Please find every row below that contains the word "shirt" and copy each one in full.

[Lines of data]
= = = = =

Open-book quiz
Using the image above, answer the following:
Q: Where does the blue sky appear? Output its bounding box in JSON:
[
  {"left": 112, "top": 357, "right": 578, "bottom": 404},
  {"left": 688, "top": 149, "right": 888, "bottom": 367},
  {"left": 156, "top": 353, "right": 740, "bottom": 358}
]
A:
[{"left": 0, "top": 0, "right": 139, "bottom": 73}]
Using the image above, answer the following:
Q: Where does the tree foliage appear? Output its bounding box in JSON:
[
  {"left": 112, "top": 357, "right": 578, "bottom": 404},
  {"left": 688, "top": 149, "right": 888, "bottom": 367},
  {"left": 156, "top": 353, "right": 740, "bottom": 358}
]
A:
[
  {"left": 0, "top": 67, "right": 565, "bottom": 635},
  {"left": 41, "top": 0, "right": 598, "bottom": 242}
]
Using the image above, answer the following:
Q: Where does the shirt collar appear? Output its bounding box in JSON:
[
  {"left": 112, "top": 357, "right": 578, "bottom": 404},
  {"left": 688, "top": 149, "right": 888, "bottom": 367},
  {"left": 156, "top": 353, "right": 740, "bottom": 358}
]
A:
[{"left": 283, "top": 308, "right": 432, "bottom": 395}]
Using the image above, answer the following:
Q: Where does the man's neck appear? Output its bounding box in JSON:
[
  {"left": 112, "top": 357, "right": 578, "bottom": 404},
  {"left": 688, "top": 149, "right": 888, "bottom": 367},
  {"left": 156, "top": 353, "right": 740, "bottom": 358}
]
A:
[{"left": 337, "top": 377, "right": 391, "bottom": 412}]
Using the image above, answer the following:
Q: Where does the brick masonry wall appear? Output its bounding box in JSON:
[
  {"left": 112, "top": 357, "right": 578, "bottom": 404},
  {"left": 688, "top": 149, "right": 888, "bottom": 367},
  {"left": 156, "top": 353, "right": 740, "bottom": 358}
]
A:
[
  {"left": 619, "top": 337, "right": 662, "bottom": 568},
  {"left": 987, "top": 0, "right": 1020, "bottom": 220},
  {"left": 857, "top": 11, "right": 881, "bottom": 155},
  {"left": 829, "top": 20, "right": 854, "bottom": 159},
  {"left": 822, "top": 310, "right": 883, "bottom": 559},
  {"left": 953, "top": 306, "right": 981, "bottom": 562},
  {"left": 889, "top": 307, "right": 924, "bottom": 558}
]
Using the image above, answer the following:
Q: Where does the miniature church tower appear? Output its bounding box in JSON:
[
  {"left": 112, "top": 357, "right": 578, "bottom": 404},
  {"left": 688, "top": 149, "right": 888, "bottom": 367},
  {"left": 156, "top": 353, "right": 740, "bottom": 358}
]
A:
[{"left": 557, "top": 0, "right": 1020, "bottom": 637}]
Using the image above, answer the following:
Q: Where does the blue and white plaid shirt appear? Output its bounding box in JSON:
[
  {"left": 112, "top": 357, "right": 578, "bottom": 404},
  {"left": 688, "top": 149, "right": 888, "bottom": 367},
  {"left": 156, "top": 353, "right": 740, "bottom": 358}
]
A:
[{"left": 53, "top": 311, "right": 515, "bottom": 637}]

= = = = =

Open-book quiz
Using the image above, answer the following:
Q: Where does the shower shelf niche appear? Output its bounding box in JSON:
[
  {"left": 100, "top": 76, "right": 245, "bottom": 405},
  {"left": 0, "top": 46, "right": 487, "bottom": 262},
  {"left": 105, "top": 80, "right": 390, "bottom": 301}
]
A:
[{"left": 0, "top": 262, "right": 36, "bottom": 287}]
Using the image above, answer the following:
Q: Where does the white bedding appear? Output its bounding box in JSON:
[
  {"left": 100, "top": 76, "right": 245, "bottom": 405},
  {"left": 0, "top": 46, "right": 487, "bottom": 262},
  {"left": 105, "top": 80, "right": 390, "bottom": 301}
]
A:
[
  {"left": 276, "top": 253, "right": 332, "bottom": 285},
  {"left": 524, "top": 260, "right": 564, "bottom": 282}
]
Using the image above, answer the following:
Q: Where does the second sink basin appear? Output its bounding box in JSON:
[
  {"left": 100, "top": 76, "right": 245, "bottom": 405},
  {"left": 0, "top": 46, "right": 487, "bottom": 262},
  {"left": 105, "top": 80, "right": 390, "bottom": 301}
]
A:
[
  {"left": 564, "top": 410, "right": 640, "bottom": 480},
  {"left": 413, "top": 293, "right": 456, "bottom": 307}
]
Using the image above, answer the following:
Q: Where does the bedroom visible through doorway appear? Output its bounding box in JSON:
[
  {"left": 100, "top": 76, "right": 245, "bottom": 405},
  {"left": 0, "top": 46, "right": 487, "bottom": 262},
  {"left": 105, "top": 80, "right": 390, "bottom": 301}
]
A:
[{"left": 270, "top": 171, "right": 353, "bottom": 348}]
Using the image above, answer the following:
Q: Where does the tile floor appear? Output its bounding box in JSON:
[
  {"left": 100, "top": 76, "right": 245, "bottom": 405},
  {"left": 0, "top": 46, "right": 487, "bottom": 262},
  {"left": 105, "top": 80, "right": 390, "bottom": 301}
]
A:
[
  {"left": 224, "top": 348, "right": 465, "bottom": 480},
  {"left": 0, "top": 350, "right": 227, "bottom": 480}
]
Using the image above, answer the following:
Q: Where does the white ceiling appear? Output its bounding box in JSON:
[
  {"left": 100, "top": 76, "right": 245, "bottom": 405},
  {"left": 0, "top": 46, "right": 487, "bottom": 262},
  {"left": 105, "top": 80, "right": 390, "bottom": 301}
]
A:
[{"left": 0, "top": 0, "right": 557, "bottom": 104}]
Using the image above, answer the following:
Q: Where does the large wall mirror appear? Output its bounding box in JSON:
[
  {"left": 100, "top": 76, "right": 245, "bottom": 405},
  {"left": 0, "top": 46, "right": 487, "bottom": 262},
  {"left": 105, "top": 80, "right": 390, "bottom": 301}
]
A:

= = = = =

▸ SOLUTION TO THE EXERCISE:
Q: Where does the shirt collar appear? Output its bounding box in JSON:
Q: Where does the blue and white plaid shirt appear? Output its bounding box in JSON:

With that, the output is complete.